══ Dokument ══

# taz.de -- Festival Atonal in Berlin: Luftgitarren statt Teufelsaustreibung
       
       > Fünf Tage experimentelle Klänge gab es beim „Berlin Atonal“-Festival.
       > Fazit: Zu viel Überwältigungsästhetik, leider zulasten von Camp.
       
 (IMG) Bild: Begegnung im Nebel des Kraftwerks Berlin
       
       Das „Berlin Atonal“ hat seine Ursprünge in den frühen 1980ern, als im SO36
       wegweisende KünstlerInnen der Industrial- und Noise-Szene zusammenkamen:
       Internationale, aber auch die herausragenden Vertreter der lokalen Szene,
       die aus den spielerischen Tagen hinausgewachsen waren.
       
       Das Szenekompendium „Geniale Dilletanten“ erschien seinerzeit bei Merve,
       einem Verlag, wo Co-Verleger Peter Gente zugleich eine Reproduktion von
       Hitlers Lieblingsgemälde, Böcklins „Toteninsel“, an die Wand hängen konnte
       und trotzdem Bücher veröffentlichte, die einer tatsächlich
       antifaschistischen Sprache auf der Spur waren.
       
       Westberlin wusste um diese Spannung, vom Reiz und der Notwendigkeit der
       Überwindung des Faschismus. Und die Bands, die seinerzeit auftraten,
       spielten bewusst in solchen Zwischenräumen, Teufelsaustreibungen und
       -beschwörungen zugleich.
       
       1990, ein Jahr nach der Wende, fand es zum vorläufig letzten Mal statt,
       2013 erstand das Festival wieder neu auf, und zwar im Komplex des
       Kraftwerks an der Köpenicker Straße, sonst Heimat der Clubs Tresor und OHM.
       Blanker Beton und absolute Grandezza bestimmen die riesige Halle, ein Raum,
       der einfach Raum ist und dadurch unendlich bespielbar durch Visuals,
       Lichtführung und nicht zuletzt Sound.
       
       ## Industrial zweiter Ordnung
       
       Der Raum, aber auch seine Größe ziehen beinahe zwangsläufig das Sakrale,
       Große an, eine Falle, der hier nicht alle Acts entgehen konnten. Beinahe
       zwangsläufig wirkt das Festival so dichotom: Unten, im OHM, wuseln
       rhizomatische Sounds, oben regieren Ordnung und Macht.

═══

Aufgaben
[1] Fasse den Artikel über das Festival „Berlin Atonal“ in zwei Sätzen zusammen.
[2] Schreibe den Artikel über das Festival „Berlin Atonal“ im Anschluss an seinen letzten Satz weiter.

══ Erfasste Angaben ══

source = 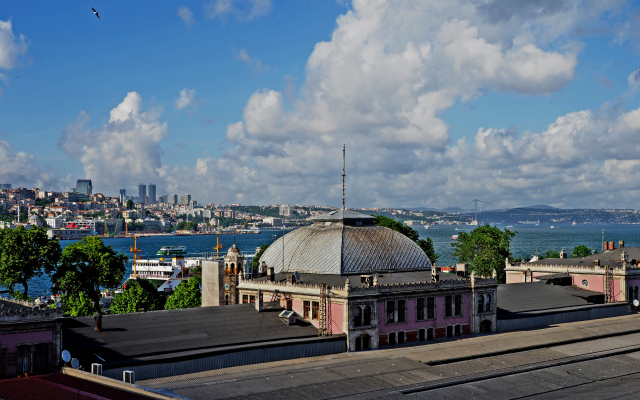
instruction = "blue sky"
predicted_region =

═══

Antworten
[1] Das Festival „Berlin Atonal“ entstand in den frühen 1980ern im SO36, wo wegweisende Künstlerinnen und Künstler der Industrial- und Noise-Szene zusammenkamen, fand 1990 vorläufig zum letzten Mal statt und wurde 2013 im Kraftwerk an der Köpenicker Straße neu belebt. Die riesige Halle aus blankem Beton zieht beinahe zwangsläufig das Sakrale an, eine Falle, der nicht alle Acts entgingen, und das Festival wirkt dichotom: Unten im OHM wuseln rhizomatische Sounds, oben regieren Ordnung und Macht.

[2]
       Zur Eröffnung der Hauptbühne am Mittwoch reproduzierte Kathinka Pasveer das
       raumklangliche Stück „Oktophonie“ von Karlheinz Stockhausen als
       monolithische Messe, während unten die junge DJ Tutu aus
       Friedhofsvogelgezwitscher, Schellackplattenschlagern und Brachialschwof
       Klangknäuel collagierte, die tanzbar und verstörend zugleich waren,
       hauntologische Ansätze von Künstlern wie The Caretaker in den Club führten.
       So zog es sich durch.
       
       Und nach fünf Tagen bleibt der Eindruck, dass in der neuen Inkarnation des
       Festivals Aspekte der Geräuschmusiken verloren gingen, die in der ersten
       noch integral dazugehörten: das Wissen zum Beispiel, dass ein Sound, der
       Industrial zweiter Ordnung ist, eben immer auch ein wenig Leni Riefenstahl
       vierter Ordnung ist.
       
       Wenn diese Reflexionsebene verloren geht, verkommen Lärm und Verstörung zur
       leeren Geste, zum Nullfaktor von Musik für Fans, die mit den auch politisch
       progressiven Ansätzen der ersten Generation kaum noch etwas zu tun hat. Wer
       das Dunkle der Musik in den Rang eines Keyboard-Solos stellt, eines reinen
       Genre-Signifiers also, kappt die Verbindungen zur Energie, die hinter der
       Musik steht. Wo sich ein Künstler nach dem anderen mit machtvoll stehenden
       Tönen in die Höhe schunkelte, erschien Atonalität ungefähr auf dem Level,
       das Prog-Rock hatte, als Johnny Rotten „I hate“ als Zusatz auf ein
       Pink-Floyd-T-Shirt schrieb. Schnell langweilig wurde es auch.
       
       Dabei ist da noch großes Potenzial: Der Serbe Abul Mogard, über den gesagt
       wird, er habe erst begonnen, Musik zu spielen, als er als Fabrikarbeiter in
       Ruhestand ging, spielte seine erste Live-Performance überhaupt als
       erdrückende, mittelalterlich-mystische Reise in die Brachialität von
       Drones. Die Dänen Damien Dubrovnik hingegen machten ihren Gig zum
       Exorzismus, ritualistisch, laut, gemein und geil.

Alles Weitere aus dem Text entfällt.